#### [What is needed]
In the data below, find every line that has the string "black", and copy it.

Dataset excerpts:
-*-
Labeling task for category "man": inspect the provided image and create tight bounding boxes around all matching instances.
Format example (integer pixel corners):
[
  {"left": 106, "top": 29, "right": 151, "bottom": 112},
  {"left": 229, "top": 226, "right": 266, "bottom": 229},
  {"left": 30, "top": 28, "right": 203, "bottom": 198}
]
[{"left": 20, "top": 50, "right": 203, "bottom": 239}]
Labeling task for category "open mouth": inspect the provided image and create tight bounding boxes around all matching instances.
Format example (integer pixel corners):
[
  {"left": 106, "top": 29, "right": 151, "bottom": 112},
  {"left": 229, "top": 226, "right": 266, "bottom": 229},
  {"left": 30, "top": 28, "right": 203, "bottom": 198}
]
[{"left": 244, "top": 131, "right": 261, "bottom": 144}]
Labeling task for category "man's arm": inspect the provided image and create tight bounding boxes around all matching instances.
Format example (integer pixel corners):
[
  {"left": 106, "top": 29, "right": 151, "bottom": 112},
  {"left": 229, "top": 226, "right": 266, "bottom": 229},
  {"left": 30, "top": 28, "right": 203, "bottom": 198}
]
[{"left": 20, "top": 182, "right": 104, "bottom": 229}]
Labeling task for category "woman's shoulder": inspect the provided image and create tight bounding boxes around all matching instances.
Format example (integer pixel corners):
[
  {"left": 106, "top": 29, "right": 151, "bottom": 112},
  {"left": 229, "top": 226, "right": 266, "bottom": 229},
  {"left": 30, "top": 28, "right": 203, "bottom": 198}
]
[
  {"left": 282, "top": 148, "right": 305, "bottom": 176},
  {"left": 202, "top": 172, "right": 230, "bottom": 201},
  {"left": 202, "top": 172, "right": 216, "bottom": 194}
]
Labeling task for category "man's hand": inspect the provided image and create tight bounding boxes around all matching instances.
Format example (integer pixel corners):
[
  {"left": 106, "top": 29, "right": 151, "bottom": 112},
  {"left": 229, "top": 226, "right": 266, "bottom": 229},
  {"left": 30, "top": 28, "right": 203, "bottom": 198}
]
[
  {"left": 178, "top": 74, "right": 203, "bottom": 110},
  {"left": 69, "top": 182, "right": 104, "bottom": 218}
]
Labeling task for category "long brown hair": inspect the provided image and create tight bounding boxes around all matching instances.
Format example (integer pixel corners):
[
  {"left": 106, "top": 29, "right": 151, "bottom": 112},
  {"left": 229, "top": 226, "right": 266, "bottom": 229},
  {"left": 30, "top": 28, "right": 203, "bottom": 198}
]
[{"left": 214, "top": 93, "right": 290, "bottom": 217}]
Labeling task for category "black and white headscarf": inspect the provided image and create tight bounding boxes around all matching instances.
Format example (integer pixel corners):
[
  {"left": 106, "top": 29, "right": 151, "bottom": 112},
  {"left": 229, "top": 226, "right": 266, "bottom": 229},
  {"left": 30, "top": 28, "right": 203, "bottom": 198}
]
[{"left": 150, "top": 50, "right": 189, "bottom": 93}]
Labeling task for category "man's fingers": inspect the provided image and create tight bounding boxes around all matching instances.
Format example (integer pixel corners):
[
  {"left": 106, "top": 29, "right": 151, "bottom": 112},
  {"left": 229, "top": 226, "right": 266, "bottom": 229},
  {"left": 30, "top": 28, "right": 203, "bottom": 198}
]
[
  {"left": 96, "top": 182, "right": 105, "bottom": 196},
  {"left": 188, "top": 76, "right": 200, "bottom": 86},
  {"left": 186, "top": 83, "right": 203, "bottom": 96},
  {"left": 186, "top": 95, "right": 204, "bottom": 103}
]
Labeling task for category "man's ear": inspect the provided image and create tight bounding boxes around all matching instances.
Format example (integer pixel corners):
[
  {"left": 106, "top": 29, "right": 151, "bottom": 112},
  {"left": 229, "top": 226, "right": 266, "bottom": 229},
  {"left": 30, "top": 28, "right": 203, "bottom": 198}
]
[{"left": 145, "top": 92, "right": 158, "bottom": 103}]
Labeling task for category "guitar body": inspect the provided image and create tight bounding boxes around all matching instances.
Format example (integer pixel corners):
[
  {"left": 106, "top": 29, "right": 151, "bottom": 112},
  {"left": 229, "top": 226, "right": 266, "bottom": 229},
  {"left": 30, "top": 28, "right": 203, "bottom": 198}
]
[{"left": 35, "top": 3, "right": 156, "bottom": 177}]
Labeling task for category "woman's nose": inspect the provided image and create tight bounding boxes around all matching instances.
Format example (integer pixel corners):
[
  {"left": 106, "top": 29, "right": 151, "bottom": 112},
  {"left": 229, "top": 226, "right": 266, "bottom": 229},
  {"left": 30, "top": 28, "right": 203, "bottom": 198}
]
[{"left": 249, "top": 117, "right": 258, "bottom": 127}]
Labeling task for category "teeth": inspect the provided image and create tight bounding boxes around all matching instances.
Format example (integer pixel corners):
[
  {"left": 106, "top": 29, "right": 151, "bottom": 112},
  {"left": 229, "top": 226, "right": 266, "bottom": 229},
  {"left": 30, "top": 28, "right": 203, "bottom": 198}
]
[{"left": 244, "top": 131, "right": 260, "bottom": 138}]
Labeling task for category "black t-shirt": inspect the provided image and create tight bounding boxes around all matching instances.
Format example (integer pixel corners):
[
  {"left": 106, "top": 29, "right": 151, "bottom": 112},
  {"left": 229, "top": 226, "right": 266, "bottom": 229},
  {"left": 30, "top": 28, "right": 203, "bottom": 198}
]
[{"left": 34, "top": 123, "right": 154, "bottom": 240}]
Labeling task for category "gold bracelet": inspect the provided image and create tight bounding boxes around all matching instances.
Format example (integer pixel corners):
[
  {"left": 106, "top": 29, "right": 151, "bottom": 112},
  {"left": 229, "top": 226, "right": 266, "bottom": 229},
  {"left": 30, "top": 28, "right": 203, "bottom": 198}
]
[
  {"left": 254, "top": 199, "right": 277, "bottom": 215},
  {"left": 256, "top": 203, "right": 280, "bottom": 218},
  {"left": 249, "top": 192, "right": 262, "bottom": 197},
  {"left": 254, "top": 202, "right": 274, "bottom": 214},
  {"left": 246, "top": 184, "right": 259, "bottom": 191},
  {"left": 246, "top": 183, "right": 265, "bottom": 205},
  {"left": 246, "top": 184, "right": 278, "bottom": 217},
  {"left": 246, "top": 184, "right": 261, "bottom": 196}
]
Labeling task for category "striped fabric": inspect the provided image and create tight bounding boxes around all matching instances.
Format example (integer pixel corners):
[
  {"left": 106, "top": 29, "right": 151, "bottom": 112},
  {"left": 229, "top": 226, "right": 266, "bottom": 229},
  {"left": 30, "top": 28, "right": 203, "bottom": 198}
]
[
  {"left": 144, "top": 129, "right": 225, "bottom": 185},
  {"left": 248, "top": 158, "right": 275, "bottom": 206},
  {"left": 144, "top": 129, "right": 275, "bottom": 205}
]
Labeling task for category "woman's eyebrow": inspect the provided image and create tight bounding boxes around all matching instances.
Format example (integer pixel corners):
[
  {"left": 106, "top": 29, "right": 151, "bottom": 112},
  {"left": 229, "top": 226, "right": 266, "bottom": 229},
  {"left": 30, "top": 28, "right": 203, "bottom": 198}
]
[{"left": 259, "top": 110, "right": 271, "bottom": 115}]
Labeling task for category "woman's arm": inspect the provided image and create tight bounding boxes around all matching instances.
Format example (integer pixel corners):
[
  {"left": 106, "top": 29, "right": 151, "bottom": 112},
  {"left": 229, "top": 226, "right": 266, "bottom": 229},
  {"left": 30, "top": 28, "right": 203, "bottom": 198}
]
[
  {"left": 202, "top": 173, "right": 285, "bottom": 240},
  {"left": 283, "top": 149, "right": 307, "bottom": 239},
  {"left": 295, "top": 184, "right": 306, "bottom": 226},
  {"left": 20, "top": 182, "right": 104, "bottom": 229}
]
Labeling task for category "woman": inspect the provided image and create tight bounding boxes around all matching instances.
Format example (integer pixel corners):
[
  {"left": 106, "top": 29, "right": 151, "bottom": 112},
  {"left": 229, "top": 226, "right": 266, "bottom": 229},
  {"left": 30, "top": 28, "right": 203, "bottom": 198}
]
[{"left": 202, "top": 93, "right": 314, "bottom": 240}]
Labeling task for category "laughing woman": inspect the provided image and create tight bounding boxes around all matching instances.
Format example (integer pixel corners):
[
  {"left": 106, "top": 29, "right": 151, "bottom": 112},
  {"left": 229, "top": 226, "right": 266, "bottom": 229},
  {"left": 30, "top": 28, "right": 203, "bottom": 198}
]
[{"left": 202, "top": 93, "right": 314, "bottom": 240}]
-*-
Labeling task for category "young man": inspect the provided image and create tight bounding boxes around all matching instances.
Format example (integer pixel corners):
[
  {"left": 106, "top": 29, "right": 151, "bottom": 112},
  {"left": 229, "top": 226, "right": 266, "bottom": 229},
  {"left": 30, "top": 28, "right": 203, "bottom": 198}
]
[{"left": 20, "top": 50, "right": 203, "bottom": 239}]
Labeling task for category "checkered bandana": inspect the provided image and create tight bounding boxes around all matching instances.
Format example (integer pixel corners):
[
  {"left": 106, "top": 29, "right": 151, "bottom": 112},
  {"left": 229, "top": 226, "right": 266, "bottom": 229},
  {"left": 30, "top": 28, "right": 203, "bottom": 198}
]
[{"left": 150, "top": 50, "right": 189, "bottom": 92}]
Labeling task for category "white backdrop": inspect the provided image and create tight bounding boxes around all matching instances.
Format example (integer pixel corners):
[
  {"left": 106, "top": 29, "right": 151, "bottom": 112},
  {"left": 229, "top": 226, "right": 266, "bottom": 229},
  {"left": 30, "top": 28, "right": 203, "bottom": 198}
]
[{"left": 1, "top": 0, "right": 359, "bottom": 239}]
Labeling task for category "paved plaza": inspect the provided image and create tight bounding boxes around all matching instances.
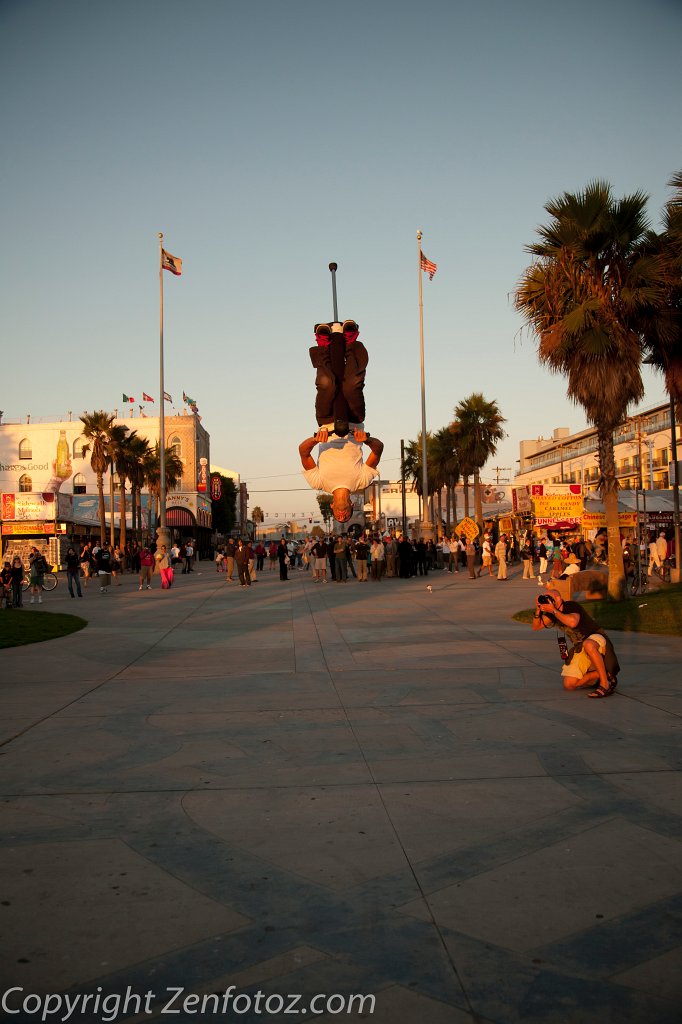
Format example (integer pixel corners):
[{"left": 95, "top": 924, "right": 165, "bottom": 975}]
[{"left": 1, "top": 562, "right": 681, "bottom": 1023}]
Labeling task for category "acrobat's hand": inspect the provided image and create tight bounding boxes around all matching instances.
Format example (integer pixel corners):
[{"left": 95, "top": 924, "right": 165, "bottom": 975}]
-*-
#### [Your solution]
Labeling task for category "black and white headscarf": inspect the provided image and create tight bounding boxes around all matching instances.
Labeling task for category "black t-shirt": inspect the provided image and create tight bounding boxes around all matching instances.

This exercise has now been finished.